# Start of Data for the task

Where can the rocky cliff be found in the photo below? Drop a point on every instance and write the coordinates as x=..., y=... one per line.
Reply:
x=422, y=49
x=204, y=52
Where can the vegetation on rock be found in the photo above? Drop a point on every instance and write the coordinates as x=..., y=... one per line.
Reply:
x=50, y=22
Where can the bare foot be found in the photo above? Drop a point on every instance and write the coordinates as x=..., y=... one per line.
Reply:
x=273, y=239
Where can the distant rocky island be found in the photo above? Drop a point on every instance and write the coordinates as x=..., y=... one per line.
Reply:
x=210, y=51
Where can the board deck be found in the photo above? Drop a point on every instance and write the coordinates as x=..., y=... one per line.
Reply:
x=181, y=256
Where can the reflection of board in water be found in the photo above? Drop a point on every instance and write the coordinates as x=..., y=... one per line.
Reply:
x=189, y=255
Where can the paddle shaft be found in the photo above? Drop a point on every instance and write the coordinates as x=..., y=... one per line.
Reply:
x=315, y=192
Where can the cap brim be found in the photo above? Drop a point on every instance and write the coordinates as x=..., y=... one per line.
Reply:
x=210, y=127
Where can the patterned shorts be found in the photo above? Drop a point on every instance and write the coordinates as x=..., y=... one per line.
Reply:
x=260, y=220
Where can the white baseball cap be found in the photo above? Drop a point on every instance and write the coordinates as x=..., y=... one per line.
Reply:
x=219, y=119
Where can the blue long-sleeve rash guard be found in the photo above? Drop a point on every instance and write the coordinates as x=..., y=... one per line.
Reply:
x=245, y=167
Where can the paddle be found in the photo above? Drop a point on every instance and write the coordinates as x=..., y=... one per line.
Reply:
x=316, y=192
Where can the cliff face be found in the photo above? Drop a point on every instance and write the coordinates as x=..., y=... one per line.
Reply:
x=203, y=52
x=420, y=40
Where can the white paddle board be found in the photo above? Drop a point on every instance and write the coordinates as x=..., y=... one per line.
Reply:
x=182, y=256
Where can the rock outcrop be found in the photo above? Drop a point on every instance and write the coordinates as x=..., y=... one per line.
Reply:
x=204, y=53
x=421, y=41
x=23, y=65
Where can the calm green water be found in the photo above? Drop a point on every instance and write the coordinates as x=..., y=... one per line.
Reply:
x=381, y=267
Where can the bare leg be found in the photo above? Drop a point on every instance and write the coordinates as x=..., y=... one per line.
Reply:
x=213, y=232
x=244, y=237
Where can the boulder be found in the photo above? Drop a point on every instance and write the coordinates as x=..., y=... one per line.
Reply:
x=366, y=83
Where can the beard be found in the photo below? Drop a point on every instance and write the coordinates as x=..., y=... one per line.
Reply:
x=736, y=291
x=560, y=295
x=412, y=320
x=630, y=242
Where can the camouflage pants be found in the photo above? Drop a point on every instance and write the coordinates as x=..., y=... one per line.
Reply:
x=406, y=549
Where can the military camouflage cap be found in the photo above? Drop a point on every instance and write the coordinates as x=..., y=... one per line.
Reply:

# End of Data for the task

Could you write out every line from the line with "Where can the paddle be" up to and including the line with "x=316, y=192", and nothing else? Keep all wording unchanged, and scale each coordinate in the answers by 2.15, rounding to whole numbers with halves going up.

Worked answer:
Where can the paddle be found in the photo above? Drop a point on every instance and write the coordinates as x=..., y=... one per line.
Reply:
x=679, y=413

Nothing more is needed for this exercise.